Ziel 1 »
Gib aus dem Lesetext über die Juden in New York einen Abschnitt wortgetreu wieder. Setze bei den Worten „New Yorker Juden haben“ ein und höre nach den Worten „besuchen ein College.“ auf.
Ziel 2 »
In welchem Stadtteil leben laut dem Lesetext über die Juden in New York die meisten russischen Juden der Stadt?

Bis heute leben in New York mehr Juden als in
jeder anderen Stadt der Welt: 16 Prozent der
Gesamtbevölkerung - ein Viertel der weißen,
nicht-spanischen Bevölkerung Manhattans und
der größte Prozentsatz in der Geschichte der
Stadt. 1991 lag die Einwohnerzahl bei 1.4
Millionen Juden und sank 1999 auf 1.13
Millionen.
Dann geschah etwas Unvorhergesehenes: Eine
"unsichtbare Einwanderung" hatte in den
letzten Jahren begonnen, von der die
jüdischen Gemeinden vollkommen überrascht
wurden: Tausende Juden aus der ehemaligen
Sowjetunion kamen in die Stadt. War die
größte Einwanderungswelle Ende des letzten
Jahrhundert aus Rußland und Polen gekommen,
so stammten diese Einwanderer aus der
gleichen Gegend. Der Kreis schloß sich. Man
schätzt, daß in den letzten 30 Jahren über
eine halbe Million Juden aus Rußland und der
Ukraine nach New York gekommen sind. Die
russische Gemeinde bildet heute mehr als ein
Viertel der gesamten New Yorker jüdischen
Bevölkerung: 325.000 russische Juden leben
heute in der Stadt, die meisten in Brighton
Beach in Brooklyn, das auch das "Kleine
Odessa" genannt wird. Die Mehrheit ist gut
ausgebildet und jünger als 50 Jahre, hat
aber keine jüdische Bildung. Die
amerikanischen jüdischen Organisationen und
Gemeinden in New York haben erst vor kurzem
das ungeheure Potential in ihnen erkannt,
die New Yorker Jüdische Gemeinde zu beleben,
und man versucht erst jetzt, sie in führende
Positionen innerhalb der jüdischen
Organisationen einzubeziehen.
New Yorker Juden haben durchschnittlich ein
höheres Einkommen als andere
Bevölkerungsgruppen, gehören der gehobenen
Mittelschicht an und sind besser
ausgebildet. 80 Prozent aller jungen Juden
besuchen ein College.
Aber es gibt auch Armut, besonders unter den
orthodoxen kinderreichen Familien, die 14
Prozent der New Yorker Juden ausmachen. In
Brooklyn leben zwei hassidische Gruppen, die
Lubavitcher Juden in Crown Heights und die
Satmar Juden in Williamsburg.
Einige ältere Juden leben auch heute noch an
der Lower East Side - in Armut. Die Lower
East Side, das Herz der osteuropäischen
Einwanderung um die Jahrhundertwende, ist zu
einem billigen Einkaufsstreifen geworden, wo
alte jüdische "Bubbe Läden" neben schicken
Boutiquen um ihr Überleben kämpfen. Die
alten Synagogen sind teilweise verfallen
oder werden als Kunst- und Kulturzentrum
jungen Künstlern zugängig gemacht. Hier und
da sieht man noch die alten hebräischen und
jiddischen Inschriften an den Läden, und ein
einsamer Gurkenverkäufer oder Schneider ist
noch da. Aber das jüdische Leben spielt sich
jetzt weniger auf der Straße, sondern
innerhalb der jüdischen Organisationen und
Gemeindezentren ab.

Zeilen des Datensatzes:
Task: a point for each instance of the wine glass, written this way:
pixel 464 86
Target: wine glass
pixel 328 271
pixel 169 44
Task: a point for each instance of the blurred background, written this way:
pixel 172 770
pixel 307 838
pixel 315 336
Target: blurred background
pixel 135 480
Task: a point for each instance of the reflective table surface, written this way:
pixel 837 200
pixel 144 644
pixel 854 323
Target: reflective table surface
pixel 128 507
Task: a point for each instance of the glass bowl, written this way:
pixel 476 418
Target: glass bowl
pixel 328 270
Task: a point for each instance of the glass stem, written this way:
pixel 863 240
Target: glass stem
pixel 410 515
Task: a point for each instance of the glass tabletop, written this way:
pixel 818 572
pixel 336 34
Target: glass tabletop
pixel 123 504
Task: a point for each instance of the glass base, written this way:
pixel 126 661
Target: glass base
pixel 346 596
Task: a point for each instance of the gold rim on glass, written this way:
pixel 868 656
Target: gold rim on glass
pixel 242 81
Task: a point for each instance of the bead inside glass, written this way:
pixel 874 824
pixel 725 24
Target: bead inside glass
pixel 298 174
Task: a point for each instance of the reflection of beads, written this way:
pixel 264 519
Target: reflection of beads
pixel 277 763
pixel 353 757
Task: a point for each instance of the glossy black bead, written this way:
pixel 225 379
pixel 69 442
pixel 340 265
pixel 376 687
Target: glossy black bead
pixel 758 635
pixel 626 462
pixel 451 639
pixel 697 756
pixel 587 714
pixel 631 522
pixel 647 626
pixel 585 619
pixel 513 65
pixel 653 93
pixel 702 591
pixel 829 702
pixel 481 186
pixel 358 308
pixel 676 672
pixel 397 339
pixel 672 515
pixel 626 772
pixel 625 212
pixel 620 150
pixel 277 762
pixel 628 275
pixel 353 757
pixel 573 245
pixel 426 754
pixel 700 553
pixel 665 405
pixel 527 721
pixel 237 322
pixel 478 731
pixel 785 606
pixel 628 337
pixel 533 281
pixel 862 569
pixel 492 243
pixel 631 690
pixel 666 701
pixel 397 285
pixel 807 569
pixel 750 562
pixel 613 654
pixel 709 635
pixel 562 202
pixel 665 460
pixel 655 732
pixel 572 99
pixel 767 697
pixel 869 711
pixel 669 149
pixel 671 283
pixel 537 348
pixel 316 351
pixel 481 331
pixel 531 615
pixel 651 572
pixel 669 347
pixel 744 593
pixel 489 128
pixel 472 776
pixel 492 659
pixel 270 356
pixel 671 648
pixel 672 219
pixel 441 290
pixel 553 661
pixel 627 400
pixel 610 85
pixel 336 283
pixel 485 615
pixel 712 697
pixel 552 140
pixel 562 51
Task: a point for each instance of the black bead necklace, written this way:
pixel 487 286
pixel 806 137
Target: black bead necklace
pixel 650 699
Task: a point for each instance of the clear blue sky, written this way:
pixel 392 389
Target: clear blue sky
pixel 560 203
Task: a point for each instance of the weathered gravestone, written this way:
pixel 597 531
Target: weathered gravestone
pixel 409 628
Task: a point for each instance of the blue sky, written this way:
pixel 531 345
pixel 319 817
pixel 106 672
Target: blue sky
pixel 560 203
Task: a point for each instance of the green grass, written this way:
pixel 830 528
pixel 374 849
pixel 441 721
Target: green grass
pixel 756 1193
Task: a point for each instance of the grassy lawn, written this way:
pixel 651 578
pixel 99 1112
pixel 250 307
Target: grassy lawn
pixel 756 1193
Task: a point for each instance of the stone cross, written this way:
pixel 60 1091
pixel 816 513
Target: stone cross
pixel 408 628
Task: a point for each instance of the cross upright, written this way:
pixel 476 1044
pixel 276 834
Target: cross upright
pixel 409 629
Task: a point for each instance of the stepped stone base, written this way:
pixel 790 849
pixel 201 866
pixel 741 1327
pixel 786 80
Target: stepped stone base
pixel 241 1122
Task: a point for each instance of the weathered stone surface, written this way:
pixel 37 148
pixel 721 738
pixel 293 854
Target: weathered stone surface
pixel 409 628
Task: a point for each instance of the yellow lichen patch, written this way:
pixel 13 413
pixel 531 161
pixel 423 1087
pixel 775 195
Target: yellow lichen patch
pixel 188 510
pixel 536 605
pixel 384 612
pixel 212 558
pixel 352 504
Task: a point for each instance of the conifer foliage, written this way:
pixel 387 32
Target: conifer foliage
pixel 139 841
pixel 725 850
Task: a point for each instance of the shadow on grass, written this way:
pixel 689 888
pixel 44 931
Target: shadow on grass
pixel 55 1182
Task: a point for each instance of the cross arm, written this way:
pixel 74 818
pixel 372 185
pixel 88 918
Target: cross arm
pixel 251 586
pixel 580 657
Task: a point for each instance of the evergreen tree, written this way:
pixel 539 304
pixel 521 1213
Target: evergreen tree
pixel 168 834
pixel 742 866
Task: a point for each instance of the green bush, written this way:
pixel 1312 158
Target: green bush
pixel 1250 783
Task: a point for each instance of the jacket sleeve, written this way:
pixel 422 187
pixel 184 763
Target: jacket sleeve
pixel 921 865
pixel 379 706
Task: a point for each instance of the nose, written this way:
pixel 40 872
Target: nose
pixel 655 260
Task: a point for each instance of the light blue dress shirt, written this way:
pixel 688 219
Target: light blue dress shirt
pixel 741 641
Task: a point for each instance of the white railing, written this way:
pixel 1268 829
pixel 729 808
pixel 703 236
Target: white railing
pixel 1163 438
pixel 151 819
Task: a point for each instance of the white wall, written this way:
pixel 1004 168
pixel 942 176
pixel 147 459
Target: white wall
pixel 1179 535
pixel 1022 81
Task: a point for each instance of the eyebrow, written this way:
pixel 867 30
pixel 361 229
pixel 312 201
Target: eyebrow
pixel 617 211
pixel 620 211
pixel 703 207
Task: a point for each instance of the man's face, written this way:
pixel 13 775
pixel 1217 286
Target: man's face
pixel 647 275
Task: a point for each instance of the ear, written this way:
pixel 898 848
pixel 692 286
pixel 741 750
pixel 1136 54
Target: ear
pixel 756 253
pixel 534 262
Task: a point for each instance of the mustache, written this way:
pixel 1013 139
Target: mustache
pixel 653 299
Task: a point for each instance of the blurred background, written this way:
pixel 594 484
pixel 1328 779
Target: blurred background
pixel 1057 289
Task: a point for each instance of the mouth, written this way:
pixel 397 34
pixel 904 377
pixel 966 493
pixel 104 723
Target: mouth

Ausgabe 1 »
New Yorker Juden haben durchschnittlich ein
höheres Einkommen als andere
Bevölkerungsgruppen, gehören der gehobenen
Mittelschicht an und sind besser
ausgebildet. 80 Prozent aller jungen Juden
besuchen ein College.

Ausgabe 2 »
Die meisten russischen Juden leben in Brighton Beach in Brooklyn.